There's a lot to say about Amélie, but what trumps everything is that this is a really fucking nice motion picture. It's trite to say, but most movies that can be described as "great" - those made with high levels of craftsmanship and artistry, anxious to demand a lot from the audience, and polished at every level of their production - are usually about grave topics. There really aren't all that many movies made at Amélie's level of achievement whose subject matter and tone both support the idea that the world and the people in it are basically good, and it's possible for a driven, dedicated individual to make everybody's lives better, including her own. It's shocking how little actual conflict exists in the movie: two male characters are presented as abrasive and unpleasant, but one is generally redeemed over the course of the movie, and neither of them represent any kind of block to Amélie herself. The only tension that actually exists in the film's two hours are whether or not this endlessly upbeat character will be able to overcome her retiring personality to do something actively nice for herself. Which is a conflict, to be sure, but so internalised and abstract as to be almost totally non-cinematic.

So instead of being driven by story, Amélie is driven by its light tone, and its abiding love of its characters, whom it happily spends long, lingering moments with. It largely abates in the film's second half, but a very large amount of the running time is given over to parenthetical moments and asides dedicated to fleshing out the characters, including Amélie herself - even including her mother (Lorella Cravotta), who dies in a freak accident before the movie has even really gotten around to starting. In one respect, this is a straightforward evolution from City of Lost Children, which sketches out its profoundly bizarre cast at the level of attitude and imagery; Amélie backs off slightly from that film's storybook grotesquerie, but uses much the same technique to quickly establish characters while digging much deeper into their hearts and minds.
§
• Activity
Write out the passage of the Amélie review from "So instead of" to "hearts and minds.".

(Stored data entries)
§
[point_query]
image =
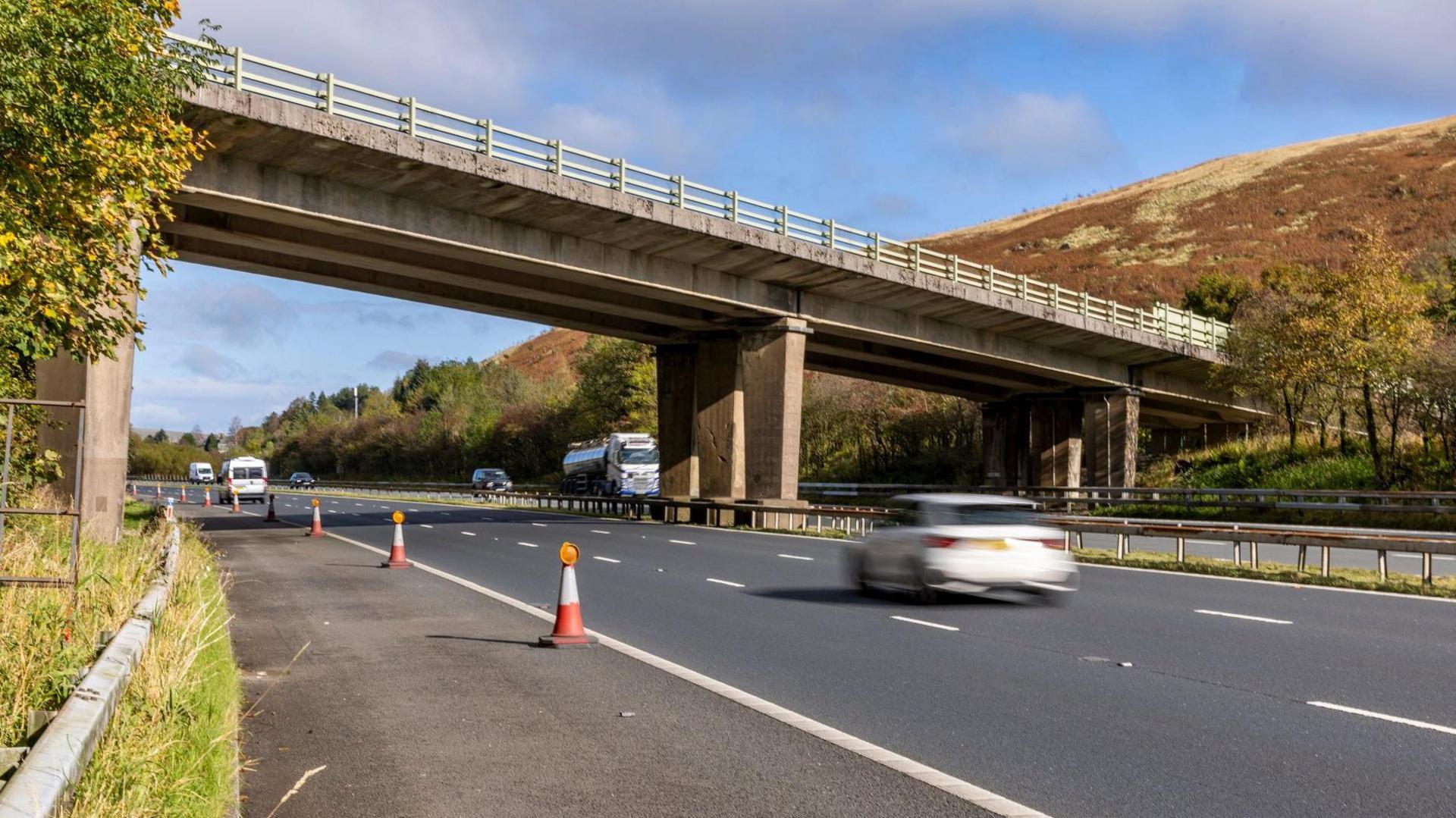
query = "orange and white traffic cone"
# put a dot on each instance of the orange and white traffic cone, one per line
(568, 631)
(397, 549)
(318, 522)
§
• Answer box
So instead of being driven by story, Amélie is driven by its light tone, and its abiding love of its characters, whom it happily spends long, lingering moments with. It largely abates in the film's second half, but a very large amount of the running time is given over to parenthetical moments and asides dedicated to fleshing out the characters, including Amélie herself - even including her mother (Lorella Cravotta), who dies in a freak accident before the movie has even really gotten around to starting. In one respect, this is a straightforward evolution from City of Lost Children, which sketches out its profoundly bizarre cast at the level of attitude and imagery; Amélie backs off slightly from that film's storybook grotesquerie, but uses much the same technique to quickly establish characters while digging much deeper into their hearts and minds.